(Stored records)
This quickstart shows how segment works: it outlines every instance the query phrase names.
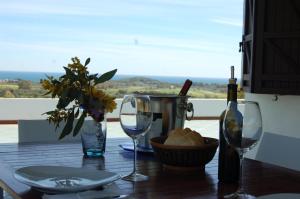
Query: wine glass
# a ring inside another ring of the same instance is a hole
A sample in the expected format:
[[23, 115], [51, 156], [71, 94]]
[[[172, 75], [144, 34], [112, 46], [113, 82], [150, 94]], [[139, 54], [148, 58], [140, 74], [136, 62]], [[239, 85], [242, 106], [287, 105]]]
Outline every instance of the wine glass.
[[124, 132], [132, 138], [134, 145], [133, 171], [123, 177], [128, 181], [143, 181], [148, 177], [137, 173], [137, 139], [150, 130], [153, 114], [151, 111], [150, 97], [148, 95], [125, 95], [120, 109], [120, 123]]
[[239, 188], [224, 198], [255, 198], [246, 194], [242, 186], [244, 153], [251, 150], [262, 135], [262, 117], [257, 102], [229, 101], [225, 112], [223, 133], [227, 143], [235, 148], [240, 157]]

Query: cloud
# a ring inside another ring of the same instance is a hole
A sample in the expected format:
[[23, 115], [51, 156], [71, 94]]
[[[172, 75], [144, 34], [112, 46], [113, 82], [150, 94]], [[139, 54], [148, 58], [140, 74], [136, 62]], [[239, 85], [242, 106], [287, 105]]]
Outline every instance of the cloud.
...
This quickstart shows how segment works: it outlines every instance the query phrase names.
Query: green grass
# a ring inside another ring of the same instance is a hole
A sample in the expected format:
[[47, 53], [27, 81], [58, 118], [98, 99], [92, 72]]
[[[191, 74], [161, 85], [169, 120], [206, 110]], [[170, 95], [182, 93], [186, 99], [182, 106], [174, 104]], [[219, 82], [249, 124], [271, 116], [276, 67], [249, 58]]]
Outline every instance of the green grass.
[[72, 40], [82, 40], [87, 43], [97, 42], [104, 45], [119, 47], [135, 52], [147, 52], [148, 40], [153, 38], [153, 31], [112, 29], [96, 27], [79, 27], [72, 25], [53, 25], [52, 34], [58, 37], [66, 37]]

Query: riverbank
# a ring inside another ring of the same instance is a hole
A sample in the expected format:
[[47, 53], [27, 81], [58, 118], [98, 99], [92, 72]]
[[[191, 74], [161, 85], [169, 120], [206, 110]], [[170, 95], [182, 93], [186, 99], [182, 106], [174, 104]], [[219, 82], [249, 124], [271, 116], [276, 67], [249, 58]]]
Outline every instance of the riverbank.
...
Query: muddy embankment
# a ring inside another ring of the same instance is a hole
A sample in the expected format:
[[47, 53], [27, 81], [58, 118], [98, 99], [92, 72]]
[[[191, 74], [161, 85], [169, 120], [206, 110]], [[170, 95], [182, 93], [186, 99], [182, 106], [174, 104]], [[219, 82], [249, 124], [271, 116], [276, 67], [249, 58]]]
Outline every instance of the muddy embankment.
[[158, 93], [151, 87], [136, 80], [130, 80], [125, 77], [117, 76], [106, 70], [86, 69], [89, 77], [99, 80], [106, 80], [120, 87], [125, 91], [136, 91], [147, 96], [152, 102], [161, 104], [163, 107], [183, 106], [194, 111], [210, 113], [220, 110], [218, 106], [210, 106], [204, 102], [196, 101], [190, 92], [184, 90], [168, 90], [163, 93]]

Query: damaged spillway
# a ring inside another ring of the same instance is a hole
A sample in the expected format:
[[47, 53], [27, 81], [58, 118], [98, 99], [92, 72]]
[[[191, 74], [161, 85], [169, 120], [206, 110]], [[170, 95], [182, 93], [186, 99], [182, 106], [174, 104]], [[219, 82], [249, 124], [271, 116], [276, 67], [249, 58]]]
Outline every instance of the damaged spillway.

__TASK ITEM__. Once you reach the line with "Query: cloud" in the data above, copy it and every line after it exactly, up to and including the line with "Outline every instance of the cloud.".

__EXERCISE SOLUTION__.
Query: cloud
# a ring inside another ring of the same instance is a hole
A sample in the expected format:
[[23, 115], [51, 156], [71, 94]]
[[[172, 75], [144, 34], [112, 46], [113, 82], [150, 94]], [[139, 54], [148, 58], [140, 74], [136, 62]], [[239, 85], [242, 106], [287, 105]]]
Outline every instance of the cloud.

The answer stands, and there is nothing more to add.